Records from a data source
▼

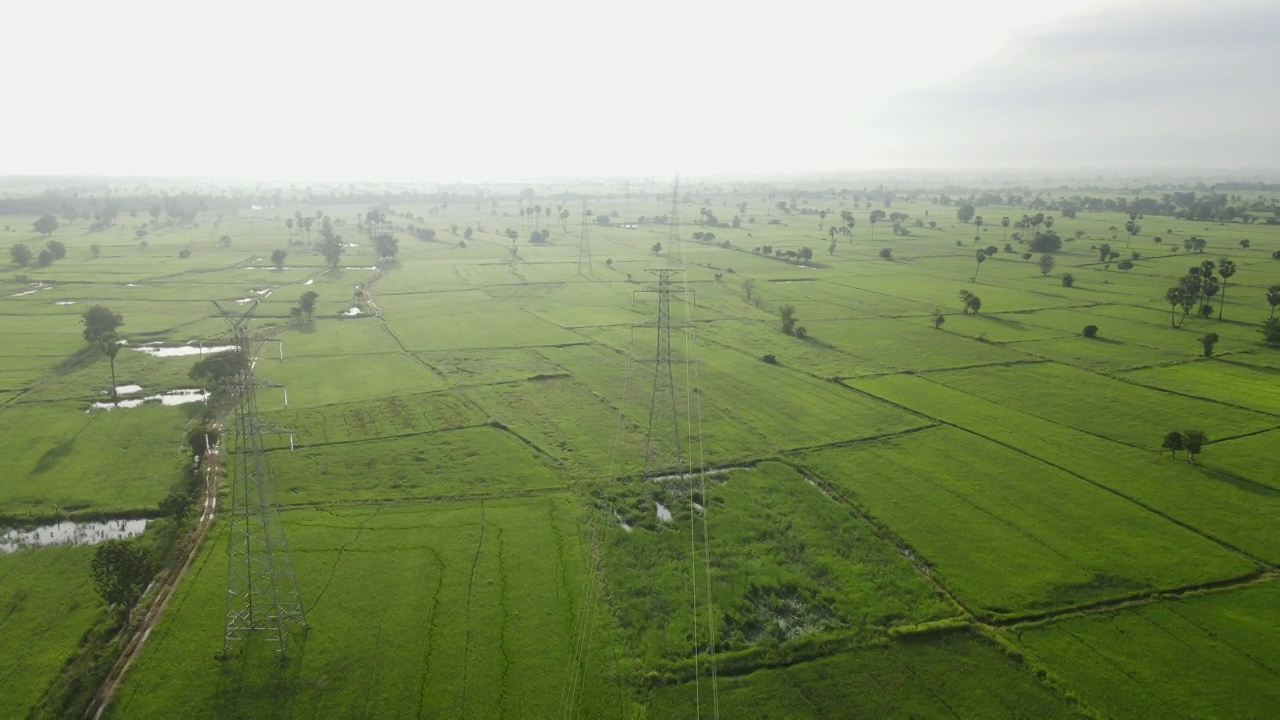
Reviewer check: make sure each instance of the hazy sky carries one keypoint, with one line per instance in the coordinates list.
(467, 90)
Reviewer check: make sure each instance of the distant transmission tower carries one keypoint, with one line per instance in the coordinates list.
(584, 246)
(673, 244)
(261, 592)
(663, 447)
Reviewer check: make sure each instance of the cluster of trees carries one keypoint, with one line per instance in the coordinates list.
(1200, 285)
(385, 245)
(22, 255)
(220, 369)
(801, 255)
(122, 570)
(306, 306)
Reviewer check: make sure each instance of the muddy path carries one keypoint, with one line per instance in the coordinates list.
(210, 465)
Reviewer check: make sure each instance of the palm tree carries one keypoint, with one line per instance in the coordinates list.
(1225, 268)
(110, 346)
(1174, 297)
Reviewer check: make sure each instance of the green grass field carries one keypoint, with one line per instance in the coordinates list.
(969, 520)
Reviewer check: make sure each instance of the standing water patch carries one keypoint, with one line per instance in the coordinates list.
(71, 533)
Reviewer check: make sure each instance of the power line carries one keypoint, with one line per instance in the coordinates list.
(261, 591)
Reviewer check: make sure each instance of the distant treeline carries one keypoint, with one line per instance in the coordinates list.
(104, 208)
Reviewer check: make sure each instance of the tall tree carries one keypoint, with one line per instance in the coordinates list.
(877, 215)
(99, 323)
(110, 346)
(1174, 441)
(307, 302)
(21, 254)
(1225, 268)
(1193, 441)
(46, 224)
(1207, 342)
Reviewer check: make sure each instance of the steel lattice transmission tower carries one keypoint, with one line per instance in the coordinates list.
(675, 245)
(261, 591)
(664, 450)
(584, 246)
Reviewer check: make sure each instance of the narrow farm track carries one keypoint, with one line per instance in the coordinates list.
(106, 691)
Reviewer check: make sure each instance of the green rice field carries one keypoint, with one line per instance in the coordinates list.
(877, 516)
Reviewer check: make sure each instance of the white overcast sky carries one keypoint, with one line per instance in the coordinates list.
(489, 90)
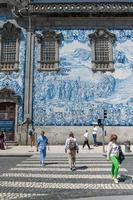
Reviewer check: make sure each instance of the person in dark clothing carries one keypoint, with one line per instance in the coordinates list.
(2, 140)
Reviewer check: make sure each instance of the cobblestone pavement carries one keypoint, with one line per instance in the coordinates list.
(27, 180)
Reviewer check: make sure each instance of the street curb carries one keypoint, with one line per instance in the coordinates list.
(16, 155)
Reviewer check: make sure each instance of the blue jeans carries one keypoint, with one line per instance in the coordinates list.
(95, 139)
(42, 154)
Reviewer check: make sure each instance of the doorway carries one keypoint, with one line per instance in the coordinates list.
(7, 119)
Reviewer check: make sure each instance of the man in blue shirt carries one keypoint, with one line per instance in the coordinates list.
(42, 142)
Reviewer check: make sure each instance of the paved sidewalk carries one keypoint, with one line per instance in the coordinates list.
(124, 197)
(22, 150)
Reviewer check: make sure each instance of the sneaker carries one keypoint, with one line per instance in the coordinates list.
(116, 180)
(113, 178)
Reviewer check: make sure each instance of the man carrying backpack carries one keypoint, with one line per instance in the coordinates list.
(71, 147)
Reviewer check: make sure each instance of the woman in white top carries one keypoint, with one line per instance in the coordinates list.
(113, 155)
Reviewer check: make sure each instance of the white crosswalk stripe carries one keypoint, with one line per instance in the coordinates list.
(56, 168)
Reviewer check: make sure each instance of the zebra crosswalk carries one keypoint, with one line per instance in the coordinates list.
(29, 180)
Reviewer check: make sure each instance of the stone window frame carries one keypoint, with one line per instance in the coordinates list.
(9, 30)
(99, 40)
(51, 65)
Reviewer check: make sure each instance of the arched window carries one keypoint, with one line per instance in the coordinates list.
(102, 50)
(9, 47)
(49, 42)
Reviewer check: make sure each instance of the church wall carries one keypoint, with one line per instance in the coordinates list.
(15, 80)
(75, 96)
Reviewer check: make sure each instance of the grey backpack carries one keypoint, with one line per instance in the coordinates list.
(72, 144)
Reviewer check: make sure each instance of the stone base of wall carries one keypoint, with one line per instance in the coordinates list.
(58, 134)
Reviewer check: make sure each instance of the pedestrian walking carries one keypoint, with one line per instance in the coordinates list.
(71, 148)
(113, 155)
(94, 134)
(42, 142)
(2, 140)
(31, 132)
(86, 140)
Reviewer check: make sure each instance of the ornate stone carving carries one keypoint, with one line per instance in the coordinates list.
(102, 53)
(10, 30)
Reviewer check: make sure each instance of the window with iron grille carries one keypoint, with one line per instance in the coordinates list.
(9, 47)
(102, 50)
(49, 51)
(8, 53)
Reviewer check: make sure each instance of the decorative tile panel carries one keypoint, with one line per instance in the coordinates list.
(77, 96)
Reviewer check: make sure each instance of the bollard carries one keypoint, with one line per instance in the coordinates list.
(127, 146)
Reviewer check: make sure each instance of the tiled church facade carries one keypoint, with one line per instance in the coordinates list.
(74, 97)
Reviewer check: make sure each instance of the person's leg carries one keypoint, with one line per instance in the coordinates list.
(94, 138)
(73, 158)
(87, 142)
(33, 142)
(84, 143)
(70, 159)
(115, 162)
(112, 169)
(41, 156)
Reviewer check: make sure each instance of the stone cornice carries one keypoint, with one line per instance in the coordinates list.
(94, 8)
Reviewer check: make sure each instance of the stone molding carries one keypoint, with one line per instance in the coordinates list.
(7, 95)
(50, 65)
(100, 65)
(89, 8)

▲

* _WHAT TO WORK ON_
Return the records above exactly as written. Do not include their images.

* _ANSWER BELOW_
Reviewer check: make sure each instance of the hazy sky carries one keypoint, with one line per instance in the coordinates list.
(467, 90)
Reviewer check: make sure each instance of the distant transmission tower carries one keypoint, with one line per instance in the coordinates list.
(584, 246)
(673, 244)
(261, 592)
(663, 447)
Reviewer check: make sure each instance of the cluster of trees carries one keypoint, with one line per instance in the coordinates list.
(1200, 285)
(385, 245)
(22, 255)
(220, 369)
(801, 255)
(122, 570)
(306, 306)
Reviewer check: make sure each instance of the muddy path carries one keypoint, with one line per instance in the coordinates list.
(210, 465)
Reviewer check: make sure each instance of the palm tree carries one keypoint, with one line per instance in the coordinates list.
(1225, 268)
(110, 346)
(1174, 297)
Reviewer check: make sure each instance of the green grass field carries one keypoint, with one line per instance in the coordinates list.
(969, 520)
Reviewer check: make sure each instance of the standing water patch carries one keypoint, with one line per instance in the coordinates list.
(71, 533)
Reviewer check: make sure each instance of the power line carries one keypoint, with one line per instance in the coordinates list.
(261, 591)
Reviewer check: make sure each instance of the distant treeline carries one keypoint, with one line per instance in the coordinates list.
(104, 208)
Reviewer check: make sure each instance of the tall tree carries one keypoint, with one line per instance in the coordinates list.
(877, 215)
(99, 323)
(110, 346)
(1174, 441)
(307, 302)
(21, 254)
(1225, 268)
(1193, 441)
(46, 224)
(1207, 342)
Reviewer check: make sure each instance of the steel lattice transmission tower carries one keypoint, with one line per instance in the coordinates list.
(675, 245)
(261, 591)
(664, 450)
(584, 246)
Reviewer check: make sure each instance of the narrow farm track carries one keypoint, with one line per instance in the coordinates list.
(106, 691)
Reviewer check: make sure each instance of the green rice field carries one keypoint, with one line per instance in the coordinates list.
(877, 516)
Reviewer check: make sure each instance of the white overcast sky carries one keypoint, with one line per instance in the coordinates list.
(489, 90)
Reviewer check: make sure each instance of the person in dark clothing carries one keypoint, with one line per instance in the coordinates list.
(2, 140)
Reviewer check: make sure each instance of the cobblestone pavement carries one keypoint, with one line per instance in the coordinates list.
(27, 180)
Reviewer check: make sure each instance of the street curb carries one keypoint, with one line per instance in the coordinates list.
(16, 155)
Reviewer check: make sure each instance of the blue jeans carries one keypoint, with one line per instance in the coordinates list.
(95, 139)
(42, 154)
Reviewer check: make sure each instance of the doorway carries one keypoint, with one line per instance in the coordinates list.
(7, 119)
Reviewer check: make sure each instance of the man in blue shirt carries one keypoint, with one line per instance in the coordinates list.
(42, 142)
Reviewer check: make sure each instance of the paved sidewalk carries one keypoint, with one line per instance in the coordinates list.
(124, 197)
(22, 150)
Reviewer check: make sure each instance of the sneaker carries one keypoint, with one line per instance in the coordinates list.
(116, 180)
(113, 178)
Reviewer check: make sure each instance of the man carrying backpack carries one keypoint, with one line per instance in the coordinates list.
(71, 147)
Reviewer check: make sure each instance of the woman in white top carries one keypoint, with one line per instance in the coordinates list.
(113, 155)
Reviewer check: make sure each instance of the white crosswalk stripe carries one keypoint, with one line per instance in the coordinates list.
(56, 168)
Reviewer check: make sure each instance of the zebra crosswalk carries one keypoint, with one line per instance in the coordinates list.
(29, 180)
Reviewer check: make sure each instance of the stone window frame carries one keypoint, with one line per instance in the coordinates list.
(9, 30)
(99, 40)
(51, 65)
Reviewer check: make sure each instance of the arched window carries one keypoint, with one line per instance in the coordinates list.
(102, 50)
(9, 47)
(49, 42)
Reviewer check: make sure each instance of the church wall carries one keypoint, with one line per instance in the coordinates list.
(15, 80)
(75, 96)
Reviewer check: make sure each instance of the grey backpack carries one keypoint, with one line per instance in the coordinates list.
(72, 144)
Reviewer check: make sure each instance of the stone base of wall carries one keypoint, with one line per instance in the coordinates list.
(58, 134)
Reviewer check: make sure each instance of the pedestrian walking carries one keypoint, with one line per instance in the coordinates list.
(71, 148)
(113, 155)
(94, 134)
(42, 142)
(2, 140)
(31, 132)
(86, 140)
Reviewer check: make sure each instance of the ornate stone carving carries one keypoint, with one line per instance in the coordinates list.
(102, 53)
(10, 30)
Reviewer check: make sure each instance of the window with iron grille carries one keypoint, with one line per instance in the coordinates list.
(9, 47)
(102, 50)
(49, 51)
(8, 53)
Reviewer check: make sure each instance of the decorative tile panel carries one keypoint, with one line per instance in the coordinates list.
(77, 96)
Reviewer check: make sure each instance of the bollard carries one keypoint, with one line per instance in the coordinates list.
(127, 146)
Reviewer check: make sure each instance of the tiled church facade carries one keypoint, with one line per instance in the coordinates list.
(74, 97)
Reviewer check: make sure each instance of the person's leg carries one keypoint, with one line per instance in the coordinates list.
(94, 138)
(73, 158)
(87, 142)
(33, 142)
(84, 143)
(70, 159)
(115, 162)
(112, 169)
(41, 156)
Reviewer check: make sure each instance of the stone cornice carries one keypoint, with one line per instance in the coordinates list.
(94, 8)
Reviewer check: make sure each instance of the stone molding carries one keypoint, with one line per instance in the coordinates list.
(7, 95)
(50, 65)
(100, 65)
(89, 8)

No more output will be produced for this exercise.